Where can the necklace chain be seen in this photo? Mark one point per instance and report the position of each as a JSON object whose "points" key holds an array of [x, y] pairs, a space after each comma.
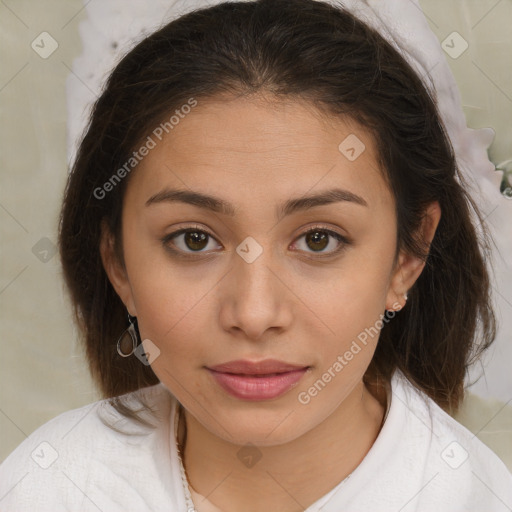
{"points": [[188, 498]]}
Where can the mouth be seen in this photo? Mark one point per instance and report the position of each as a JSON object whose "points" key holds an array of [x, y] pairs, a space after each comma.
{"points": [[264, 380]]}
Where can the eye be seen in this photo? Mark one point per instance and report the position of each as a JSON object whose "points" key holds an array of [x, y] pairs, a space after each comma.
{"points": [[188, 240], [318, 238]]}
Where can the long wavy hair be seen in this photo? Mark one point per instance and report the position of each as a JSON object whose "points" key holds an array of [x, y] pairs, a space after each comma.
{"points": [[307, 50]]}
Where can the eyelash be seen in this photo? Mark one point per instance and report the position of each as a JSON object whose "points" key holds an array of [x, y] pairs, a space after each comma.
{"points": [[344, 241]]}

▶ TASK: Reproduce every line of the data above verbatim, omitting the picture.

▶ ANSWER FOR THE TASK:
Where can the necklace chain be seen in this photo? Mark one point per instance and report the position of each as a JSON object whose "points" key holds an array of [x, y] pairs, a space after each comma.
{"points": [[188, 498]]}
Where can the mouth be seen in this photo? Mark one point per instance and report the position of each as a JSON object whose "points" key holds an array of [x, y] pairs, a space after each comma.
{"points": [[264, 380]]}
Where can the eye be seen in this photo? Mark one point per instance and report the position of each as a JSON object whose "points" key holds an array of [x, y] pairs, a space after each comma.
{"points": [[188, 240], [318, 238]]}
Where can the long wavy hair be seen in this photo? Mark one point per instance and report the position of each as a JSON object whose "points" key holds an array of [x, y] pairs, a space after each comma.
{"points": [[307, 50]]}
Where can the eyelash be seen in this photo? Mark one point per instance and report the position of each as a JSON object whose "points" key holds an array of [x, y] pairs, a space after each comma.
{"points": [[344, 241]]}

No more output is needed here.